• [Instructions for the task]:
Copy out the material below line for line, with no changes.

-- start of Entries provided --

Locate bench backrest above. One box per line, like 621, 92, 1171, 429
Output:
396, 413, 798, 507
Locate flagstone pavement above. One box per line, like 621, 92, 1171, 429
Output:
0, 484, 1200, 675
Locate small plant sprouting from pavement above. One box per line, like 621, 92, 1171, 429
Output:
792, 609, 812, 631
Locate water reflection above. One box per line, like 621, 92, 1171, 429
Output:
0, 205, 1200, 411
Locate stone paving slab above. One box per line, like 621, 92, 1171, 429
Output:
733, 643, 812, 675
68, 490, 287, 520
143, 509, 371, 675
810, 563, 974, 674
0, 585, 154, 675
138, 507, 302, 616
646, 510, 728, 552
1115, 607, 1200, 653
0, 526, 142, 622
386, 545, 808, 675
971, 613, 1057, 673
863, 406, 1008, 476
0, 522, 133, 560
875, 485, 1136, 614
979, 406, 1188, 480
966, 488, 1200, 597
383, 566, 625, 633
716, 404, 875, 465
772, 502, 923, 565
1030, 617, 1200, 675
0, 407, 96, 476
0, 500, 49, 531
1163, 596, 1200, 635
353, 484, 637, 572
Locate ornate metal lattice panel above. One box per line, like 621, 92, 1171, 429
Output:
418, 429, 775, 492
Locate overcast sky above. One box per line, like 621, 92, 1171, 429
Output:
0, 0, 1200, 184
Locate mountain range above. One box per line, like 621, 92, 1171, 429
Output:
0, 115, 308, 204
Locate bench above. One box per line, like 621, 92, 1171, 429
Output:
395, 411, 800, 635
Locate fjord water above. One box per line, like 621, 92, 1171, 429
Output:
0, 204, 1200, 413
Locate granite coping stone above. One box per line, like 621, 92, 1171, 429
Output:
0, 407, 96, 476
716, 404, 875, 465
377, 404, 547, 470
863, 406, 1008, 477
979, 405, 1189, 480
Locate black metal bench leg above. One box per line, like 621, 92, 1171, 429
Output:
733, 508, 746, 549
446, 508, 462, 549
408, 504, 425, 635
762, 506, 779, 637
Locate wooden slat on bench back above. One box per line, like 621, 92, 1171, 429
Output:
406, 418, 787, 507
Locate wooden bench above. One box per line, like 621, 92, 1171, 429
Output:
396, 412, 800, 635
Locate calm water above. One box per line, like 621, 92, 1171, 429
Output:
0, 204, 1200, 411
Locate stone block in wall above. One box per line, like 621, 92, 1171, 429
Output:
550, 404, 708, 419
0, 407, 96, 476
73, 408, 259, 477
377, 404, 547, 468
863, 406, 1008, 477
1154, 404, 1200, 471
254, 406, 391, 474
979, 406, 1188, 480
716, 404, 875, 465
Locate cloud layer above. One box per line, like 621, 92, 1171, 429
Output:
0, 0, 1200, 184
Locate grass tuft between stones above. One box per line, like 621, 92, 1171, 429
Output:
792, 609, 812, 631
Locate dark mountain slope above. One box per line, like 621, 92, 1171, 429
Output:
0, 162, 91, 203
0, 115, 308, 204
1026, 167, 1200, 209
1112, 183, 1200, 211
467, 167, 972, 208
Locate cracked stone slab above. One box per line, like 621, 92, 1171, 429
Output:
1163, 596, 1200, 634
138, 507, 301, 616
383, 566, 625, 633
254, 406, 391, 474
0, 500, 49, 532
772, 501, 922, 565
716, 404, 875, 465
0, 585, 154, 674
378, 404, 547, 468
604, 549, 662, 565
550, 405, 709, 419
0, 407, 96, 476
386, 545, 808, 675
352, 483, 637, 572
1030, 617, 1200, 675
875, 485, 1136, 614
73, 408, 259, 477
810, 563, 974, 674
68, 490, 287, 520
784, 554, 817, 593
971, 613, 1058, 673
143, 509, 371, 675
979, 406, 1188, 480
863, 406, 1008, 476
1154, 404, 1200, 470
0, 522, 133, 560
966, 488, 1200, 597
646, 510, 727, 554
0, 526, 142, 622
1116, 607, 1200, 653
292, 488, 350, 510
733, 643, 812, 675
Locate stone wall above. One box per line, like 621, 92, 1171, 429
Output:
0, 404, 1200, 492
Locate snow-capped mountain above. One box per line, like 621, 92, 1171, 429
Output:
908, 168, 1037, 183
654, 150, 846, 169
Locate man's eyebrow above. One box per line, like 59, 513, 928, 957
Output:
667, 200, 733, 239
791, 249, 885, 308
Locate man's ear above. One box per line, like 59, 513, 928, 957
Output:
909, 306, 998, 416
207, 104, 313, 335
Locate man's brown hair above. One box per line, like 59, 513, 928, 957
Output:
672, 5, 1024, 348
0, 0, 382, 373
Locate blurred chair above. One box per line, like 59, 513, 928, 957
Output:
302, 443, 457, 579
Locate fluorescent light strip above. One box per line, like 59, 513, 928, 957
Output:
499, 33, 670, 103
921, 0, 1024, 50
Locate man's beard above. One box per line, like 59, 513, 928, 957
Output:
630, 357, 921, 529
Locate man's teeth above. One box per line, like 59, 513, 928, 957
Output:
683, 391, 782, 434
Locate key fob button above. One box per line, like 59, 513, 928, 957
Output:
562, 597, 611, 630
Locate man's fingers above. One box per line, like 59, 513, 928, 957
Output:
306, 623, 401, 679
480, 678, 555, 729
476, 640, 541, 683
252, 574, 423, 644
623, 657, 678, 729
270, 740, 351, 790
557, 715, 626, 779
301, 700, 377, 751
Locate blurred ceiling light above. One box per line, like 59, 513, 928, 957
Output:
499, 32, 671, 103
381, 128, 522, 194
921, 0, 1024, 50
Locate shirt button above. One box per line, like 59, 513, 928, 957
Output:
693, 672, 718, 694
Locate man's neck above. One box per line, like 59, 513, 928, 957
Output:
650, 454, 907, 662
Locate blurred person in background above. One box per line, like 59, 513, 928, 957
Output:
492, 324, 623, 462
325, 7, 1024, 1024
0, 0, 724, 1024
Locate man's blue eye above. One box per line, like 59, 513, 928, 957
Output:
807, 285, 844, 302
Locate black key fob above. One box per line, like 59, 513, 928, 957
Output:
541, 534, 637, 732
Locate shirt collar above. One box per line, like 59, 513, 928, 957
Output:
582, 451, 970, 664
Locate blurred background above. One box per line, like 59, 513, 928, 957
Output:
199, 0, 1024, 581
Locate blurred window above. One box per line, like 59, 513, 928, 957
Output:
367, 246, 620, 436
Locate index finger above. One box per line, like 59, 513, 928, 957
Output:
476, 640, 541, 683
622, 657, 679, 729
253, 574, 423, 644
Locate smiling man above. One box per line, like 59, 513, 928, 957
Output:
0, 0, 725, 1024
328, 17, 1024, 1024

-- end of Entries provided --

• [Solved problem]:
Locate bench backrest above. One box per line, like 621, 92, 1171, 429
Output:
396, 413, 798, 507
Locate flagstone pavement above. One box per line, like 621, 92, 1171, 429
Output:
0, 484, 1200, 675
Locate small plant sprouting from pavement above. One box per line, like 621, 92, 1171, 429
Output:
792, 609, 812, 631
Locate water reflection above. One box per line, like 621, 92, 1171, 429
Output:
0, 205, 1200, 411
Locate stone paving slab above. One box per line, like 621, 92, 1171, 429
Output:
733, 643, 812, 675
68, 490, 287, 520
143, 509, 371, 675
810, 563, 974, 674
0, 585, 154, 675
138, 507, 302, 616
646, 510, 728, 552
1115, 607, 1200, 653
0, 526, 142, 622
386, 545, 808, 675
971, 613, 1057, 673
863, 406, 1008, 476
0, 522, 133, 560
875, 485, 1136, 614
979, 406, 1188, 480
966, 488, 1200, 597
383, 566, 625, 633
716, 404, 875, 465
772, 502, 923, 565
1030, 617, 1200, 675
0, 407, 96, 476
0, 500, 49, 531
1163, 596, 1200, 635
353, 484, 637, 572
Locate ornate metal lattice panel above. One box per line, like 621, 92, 1171, 429
Output:
418, 429, 775, 492
Locate overcast sky above. One box per line, like 621, 92, 1171, 429
Output:
0, 0, 1200, 184
Locate mountain range above. One box per line, like 621, 92, 1171, 429
Output:
0, 115, 308, 204
Locate bench above. One box per line, like 621, 92, 1171, 429
Output:
395, 411, 800, 635
Locate fjord water above. One box per line, like 621, 92, 1171, 429
Output:
0, 204, 1200, 413
Locate granite coping stone above. One box per line, like 621, 92, 1171, 429
Output:
0, 407, 96, 476
716, 404, 875, 465
377, 404, 547, 470
863, 406, 1008, 477
979, 405, 1189, 480
Locate black metal bench leg above. One box per line, like 621, 92, 1171, 429
Output:
733, 508, 746, 549
446, 508, 462, 549
408, 504, 425, 635
762, 506, 779, 637
Locate wooden slat on bench back above. One box per line, like 621, 92, 1171, 429
Output:
406, 418, 787, 507
Locate wooden bench above. One box per line, like 621, 92, 1171, 429
Output:
396, 412, 800, 635
Locate calm water above. One box per line, like 621, 92, 1171, 429
Output:
0, 204, 1200, 411
Locate stone block in wall above. One box per line, like 621, 92, 1171, 429
Output:
550, 404, 708, 419
0, 407, 96, 476
73, 408, 259, 477
377, 404, 547, 468
863, 406, 1008, 477
1154, 404, 1200, 471
254, 406, 391, 474
979, 406, 1188, 480
716, 404, 875, 465
Locate cloud layer above. One box per line, like 621, 92, 1171, 429
Output:
0, 0, 1200, 184
Locate grass tuft between stones above. One box per line, like 621, 92, 1171, 429
Output:
792, 609, 812, 631
Locate dark mountain slope above. One box per line, like 621, 92, 1171, 429
Output:
0, 162, 91, 203
0, 115, 308, 204
1026, 167, 1200, 209
1112, 183, 1200, 211
467, 167, 972, 208
Locate cracked stone slab above. One box per line, like 621, 92, 1171, 429
Output:
1163, 596, 1200, 634
138, 507, 301, 616
383, 566, 625, 633
254, 406, 391, 474
0, 500, 49, 532
772, 501, 922, 565
716, 404, 875, 465
0, 585, 154, 674
378, 404, 547, 468
604, 549, 662, 565
550, 405, 709, 419
0, 407, 96, 476
386, 545, 808, 675
352, 483, 637, 572
1030, 617, 1200, 675
875, 485, 1136, 614
73, 408, 259, 477
810, 563, 974, 674
68, 490, 287, 520
784, 554, 817, 593
971, 613, 1058, 673
143, 509, 371, 675
979, 406, 1188, 480
863, 406, 1008, 476
1154, 404, 1200, 470
0, 522, 133, 560
966, 488, 1200, 597
646, 510, 727, 554
0, 526, 142, 622
1116, 607, 1200, 653
292, 488, 350, 510
733, 643, 812, 675
Locate stone wall above. One box per line, like 621, 92, 1171, 429
Output:
0, 404, 1200, 492
Locate snow-capped mountain above. One box per line, like 621, 92, 1171, 429
Output:
908, 168, 1037, 183
654, 150, 846, 169
Locate man's eyebrow above. One box per line, like 59, 513, 928, 957
Output:
667, 200, 733, 239
791, 249, 885, 308
Locate man's ear above. One box per line, like 59, 513, 928, 957
Output:
909, 306, 998, 416
207, 104, 313, 335
Locate man's brown hair above. One box per line, like 59, 513, 928, 957
Output:
672, 5, 1024, 348
0, 0, 382, 373
Locate blurred chair above. One box per line, like 59, 513, 928, 957
Output:
302, 443, 457, 579
Locate fluorescent light strip above. One box per line, like 59, 513, 928, 957
Output:
499, 33, 670, 103
921, 0, 1024, 50
Locate man's beard above. One box per line, like 59, 513, 928, 957
Output:
630, 357, 921, 529
Locate man's teeth above. One box per line, like 59, 513, 928, 957
Output:
683, 391, 782, 434
Locate key fob button above. One box per line, like 59, 513, 928, 957
Output:
562, 597, 611, 630
Locate man's fingers above. One box per line, like 59, 513, 928, 957
Output:
306, 623, 401, 679
480, 678, 555, 729
476, 640, 541, 683
252, 574, 423, 644
623, 657, 678, 729
270, 740, 351, 790
557, 715, 626, 779
301, 700, 377, 751
Locate blurred ceiling light above. One box per line, like 59, 513, 928, 957
Output:
499, 32, 671, 103
381, 128, 522, 194
921, 0, 1024, 50
Locate shirt button above. One box per line, like 59, 513, 928, 957
Output:
693, 672, 718, 694
Locate man's neck above. One box per line, like 59, 513, 928, 957
Output:
650, 454, 907, 662
Locate blurred person in background above. One box per line, like 59, 513, 928, 957
Output:
492, 324, 623, 462
325, 7, 1024, 1024
0, 0, 724, 1024
Locate man's blue eye above. One box per line, like 59, 513, 928, 957
Output:
807, 285, 844, 302
Locate black key fob above. One box per line, like 59, 513, 928, 957
Output:
541, 534, 637, 732
Locate shirt collar above. One box per line, like 59, 513, 928, 957
Output:
582, 451, 970, 664
Locate blurred background above. One box per line, like 59, 513, 928, 957
Output:
199, 0, 1024, 581
Locate blurred window above. One box per line, like 59, 513, 928, 957
Output:
367, 246, 620, 436
Locate index finger above. One box per line, like 59, 513, 928, 957
Output:
476, 640, 541, 683
622, 657, 679, 729
253, 574, 423, 644
Locate smiling man above. One box per line, like 59, 513, 928, 957
Output:
0, 0, 725, 1024
328, 17, 1024, 1024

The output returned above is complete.